### WAS ZU TUN IST
• A. Bis zu welcher Tiefe kann man laut dem Forumsbeitrag über die Seerosen ins Teichwasser schauen?
• B. Übernimm aus dem Forumsbeitrag über die Seerosen wortgetreu den Abschnitt, der bei „## hantaner (10.“ beginnt und bei „halt blütenlose Seerosen)“ endet.

### GEZEIGTER TEXTAUSSCHNITT
# Seerosen blühen dieses Jahr nicht



## hantaner (10. Juni 2010)

Hallo!

In meinem Teich habe ich zwei Seerosen, keine von beiden bildete in diesem Jahr bisher Knospen. Bin echt enttäuscht. Bisher hatten sie mit den ersten Blättern auch gleich Knospen nachgeschoben. Dieses Jahr tut sich gar nichts. Aber ein Haufen Blätter sind vorhanden. Ich kann mir keinen Reim darauf machen. Selbst nach Teilung des Rizomes im Herbst der vergangen Jahre blühten sie im folgenden Jahr kräftig. Liegt es daran, daß ich den Teich im Frühjahr gründlich gereinigt habe? Das ist der einzige Unterschied zu den vorangegangenen Jahren. Zu wenig Nährstoffe kann ich mir aber auch nicht vorstellen, da an den Teichrändern Fadenalgen sind. Die Pflanzen im Filterbecken wachsen ebenfalls kräftig. Das Wasser selber ist klar, ich kann bis zu einem Meter Tiefe schauen. Eigentlich wie immer... (nur halt blütenlose Seerosen)

### AUSZUG AUS DATEN
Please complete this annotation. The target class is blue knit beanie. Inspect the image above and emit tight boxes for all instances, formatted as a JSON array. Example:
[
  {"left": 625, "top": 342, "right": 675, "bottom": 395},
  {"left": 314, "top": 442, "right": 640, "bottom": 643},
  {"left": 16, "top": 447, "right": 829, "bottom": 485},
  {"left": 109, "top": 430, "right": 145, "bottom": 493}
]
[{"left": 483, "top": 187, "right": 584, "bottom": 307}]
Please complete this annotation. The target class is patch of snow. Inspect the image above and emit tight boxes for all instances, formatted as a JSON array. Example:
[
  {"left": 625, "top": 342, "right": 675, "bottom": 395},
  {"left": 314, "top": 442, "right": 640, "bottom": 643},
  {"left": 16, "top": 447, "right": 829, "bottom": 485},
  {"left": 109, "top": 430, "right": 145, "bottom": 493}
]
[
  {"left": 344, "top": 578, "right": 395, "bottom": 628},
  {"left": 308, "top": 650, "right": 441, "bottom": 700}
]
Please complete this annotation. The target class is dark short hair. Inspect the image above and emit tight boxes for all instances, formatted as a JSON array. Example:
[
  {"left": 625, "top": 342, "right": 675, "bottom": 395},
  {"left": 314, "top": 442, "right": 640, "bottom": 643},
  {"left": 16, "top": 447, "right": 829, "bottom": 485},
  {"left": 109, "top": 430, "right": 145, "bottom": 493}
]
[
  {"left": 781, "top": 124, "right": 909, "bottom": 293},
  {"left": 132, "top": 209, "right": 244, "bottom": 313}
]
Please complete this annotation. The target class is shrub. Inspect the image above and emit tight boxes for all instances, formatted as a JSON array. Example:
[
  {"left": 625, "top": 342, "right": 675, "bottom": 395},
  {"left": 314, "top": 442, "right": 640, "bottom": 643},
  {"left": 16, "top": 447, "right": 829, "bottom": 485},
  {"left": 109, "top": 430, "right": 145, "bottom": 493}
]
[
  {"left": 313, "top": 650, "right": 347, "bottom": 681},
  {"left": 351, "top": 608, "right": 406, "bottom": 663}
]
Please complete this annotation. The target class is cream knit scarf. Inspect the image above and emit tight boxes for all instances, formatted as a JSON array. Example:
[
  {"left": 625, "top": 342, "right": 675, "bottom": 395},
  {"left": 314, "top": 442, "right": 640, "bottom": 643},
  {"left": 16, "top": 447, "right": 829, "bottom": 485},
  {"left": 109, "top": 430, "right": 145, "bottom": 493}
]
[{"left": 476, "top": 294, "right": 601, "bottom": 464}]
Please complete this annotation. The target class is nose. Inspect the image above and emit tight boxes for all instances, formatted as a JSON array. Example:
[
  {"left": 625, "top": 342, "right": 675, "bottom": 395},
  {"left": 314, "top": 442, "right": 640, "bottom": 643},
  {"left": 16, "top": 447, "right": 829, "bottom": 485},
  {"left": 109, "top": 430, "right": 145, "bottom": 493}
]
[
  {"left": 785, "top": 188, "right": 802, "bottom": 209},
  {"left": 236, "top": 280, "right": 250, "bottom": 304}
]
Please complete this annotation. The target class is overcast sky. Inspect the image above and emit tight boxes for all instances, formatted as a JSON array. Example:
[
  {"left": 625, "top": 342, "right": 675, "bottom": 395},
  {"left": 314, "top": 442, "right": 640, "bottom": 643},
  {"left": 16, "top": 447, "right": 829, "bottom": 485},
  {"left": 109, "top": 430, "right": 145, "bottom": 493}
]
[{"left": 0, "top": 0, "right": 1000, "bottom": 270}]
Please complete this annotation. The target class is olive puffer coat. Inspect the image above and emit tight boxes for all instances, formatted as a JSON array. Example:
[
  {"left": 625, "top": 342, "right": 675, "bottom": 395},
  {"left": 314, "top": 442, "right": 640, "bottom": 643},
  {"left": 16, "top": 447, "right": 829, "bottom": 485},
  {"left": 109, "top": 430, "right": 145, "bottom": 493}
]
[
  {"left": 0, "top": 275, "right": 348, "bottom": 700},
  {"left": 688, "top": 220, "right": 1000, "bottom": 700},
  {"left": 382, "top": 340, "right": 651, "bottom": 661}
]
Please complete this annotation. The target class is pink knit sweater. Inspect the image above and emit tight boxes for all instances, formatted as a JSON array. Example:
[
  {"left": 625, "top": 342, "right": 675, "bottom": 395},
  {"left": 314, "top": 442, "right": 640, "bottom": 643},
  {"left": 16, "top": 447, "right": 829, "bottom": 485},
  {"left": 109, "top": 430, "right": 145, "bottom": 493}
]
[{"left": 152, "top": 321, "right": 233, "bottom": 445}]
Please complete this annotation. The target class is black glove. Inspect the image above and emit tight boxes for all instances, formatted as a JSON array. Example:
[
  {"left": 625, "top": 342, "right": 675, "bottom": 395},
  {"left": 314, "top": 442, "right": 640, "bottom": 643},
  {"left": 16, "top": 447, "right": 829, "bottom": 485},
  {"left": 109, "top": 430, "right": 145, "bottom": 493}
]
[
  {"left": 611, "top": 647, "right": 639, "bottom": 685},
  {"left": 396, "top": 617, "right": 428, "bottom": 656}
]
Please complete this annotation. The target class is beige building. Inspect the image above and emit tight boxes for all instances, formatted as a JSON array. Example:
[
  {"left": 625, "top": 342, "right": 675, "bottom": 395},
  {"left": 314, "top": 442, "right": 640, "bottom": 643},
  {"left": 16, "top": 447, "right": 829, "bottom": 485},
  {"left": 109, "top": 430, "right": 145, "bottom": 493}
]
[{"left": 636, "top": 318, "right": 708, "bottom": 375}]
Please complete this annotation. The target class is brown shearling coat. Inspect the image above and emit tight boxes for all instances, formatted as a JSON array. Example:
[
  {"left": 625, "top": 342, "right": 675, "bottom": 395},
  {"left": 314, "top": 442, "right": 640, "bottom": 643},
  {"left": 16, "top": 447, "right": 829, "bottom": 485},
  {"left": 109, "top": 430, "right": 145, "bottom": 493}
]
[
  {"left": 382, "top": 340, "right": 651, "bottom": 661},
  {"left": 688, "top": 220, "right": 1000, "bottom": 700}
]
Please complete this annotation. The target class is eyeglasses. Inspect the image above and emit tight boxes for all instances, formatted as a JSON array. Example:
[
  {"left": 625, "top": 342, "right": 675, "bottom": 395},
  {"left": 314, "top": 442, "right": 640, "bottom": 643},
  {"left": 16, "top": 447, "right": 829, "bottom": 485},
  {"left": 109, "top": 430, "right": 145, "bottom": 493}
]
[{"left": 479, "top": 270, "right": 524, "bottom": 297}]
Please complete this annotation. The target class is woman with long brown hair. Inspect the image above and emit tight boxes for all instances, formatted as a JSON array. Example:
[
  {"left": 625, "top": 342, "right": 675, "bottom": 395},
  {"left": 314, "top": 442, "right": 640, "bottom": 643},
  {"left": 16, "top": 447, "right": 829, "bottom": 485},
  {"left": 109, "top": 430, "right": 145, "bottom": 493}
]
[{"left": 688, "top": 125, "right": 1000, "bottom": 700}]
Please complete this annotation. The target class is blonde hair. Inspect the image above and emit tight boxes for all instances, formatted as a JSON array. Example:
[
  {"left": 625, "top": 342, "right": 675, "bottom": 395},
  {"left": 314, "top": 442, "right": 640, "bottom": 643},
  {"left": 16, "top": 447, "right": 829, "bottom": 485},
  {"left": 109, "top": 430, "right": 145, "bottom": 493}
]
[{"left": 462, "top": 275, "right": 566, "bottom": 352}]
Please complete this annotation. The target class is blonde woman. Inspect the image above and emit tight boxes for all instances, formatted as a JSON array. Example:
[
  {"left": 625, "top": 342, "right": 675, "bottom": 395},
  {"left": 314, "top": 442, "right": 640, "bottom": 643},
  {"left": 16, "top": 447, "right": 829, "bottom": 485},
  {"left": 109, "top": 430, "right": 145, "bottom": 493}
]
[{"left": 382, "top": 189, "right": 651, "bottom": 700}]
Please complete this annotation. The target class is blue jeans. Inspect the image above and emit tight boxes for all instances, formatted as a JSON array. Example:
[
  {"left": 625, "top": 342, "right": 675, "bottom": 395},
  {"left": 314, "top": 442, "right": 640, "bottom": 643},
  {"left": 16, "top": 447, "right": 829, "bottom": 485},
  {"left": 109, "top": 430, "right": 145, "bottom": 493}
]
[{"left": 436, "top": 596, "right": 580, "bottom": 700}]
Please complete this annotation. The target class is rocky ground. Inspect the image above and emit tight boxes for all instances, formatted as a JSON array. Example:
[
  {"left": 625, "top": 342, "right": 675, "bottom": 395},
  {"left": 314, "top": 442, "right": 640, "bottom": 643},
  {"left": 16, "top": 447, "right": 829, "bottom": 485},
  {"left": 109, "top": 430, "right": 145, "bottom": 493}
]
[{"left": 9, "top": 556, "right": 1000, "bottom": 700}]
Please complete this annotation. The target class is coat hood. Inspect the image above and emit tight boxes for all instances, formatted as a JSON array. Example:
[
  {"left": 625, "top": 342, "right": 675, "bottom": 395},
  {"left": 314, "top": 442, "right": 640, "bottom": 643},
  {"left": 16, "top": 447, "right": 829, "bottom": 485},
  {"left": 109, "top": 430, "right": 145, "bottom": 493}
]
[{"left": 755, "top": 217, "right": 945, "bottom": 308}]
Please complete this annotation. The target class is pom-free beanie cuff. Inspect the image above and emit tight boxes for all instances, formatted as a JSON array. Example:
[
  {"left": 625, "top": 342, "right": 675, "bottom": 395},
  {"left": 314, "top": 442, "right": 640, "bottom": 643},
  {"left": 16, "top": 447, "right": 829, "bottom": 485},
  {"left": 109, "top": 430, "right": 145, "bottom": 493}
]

### DIE ERGEBNISSE
• A. Bis zu einem Meter Tiefe.

• B.
## hantaner (10. Juni 2010)

Hallo!

In meinem Teich habe ich zwei Seerosen, keine von beiden bildete in diesem Jahr bisher Knospen. Bin echt enttäuscht. Bisher hatten sie mit den ersten Blättern auch gleich Knospen nachgeschoben. Dieses Jahr tut sich gar nichts. Aber ein Haufen Blätter sind vorhanden. Ich kann mir keinen Reim darauf machen. Selbst nach Teilung des Rizomes im Herbst der vergangen Jahre blühten sie im folgenden Jahr kräftig. Liegt es daran, daß ich den Teich im Frühjahr gründlich gereinigt habe? Das ist der einzige Unterschied zu den vorangegangenen Jahren. Zu wenig Nährstoffe kann ich mir aber auch nicht vorstellen, da an den Teichrändern Fadenalgen sind. Die Pflanzen im Filterbecken wachsen ebenfalls kräftig. Das Wasser selber ist klar, ich kann bis zu einem Meter Tiefe schauen. Eigentlich wie immer... (nur halt blütenlose Seerosen)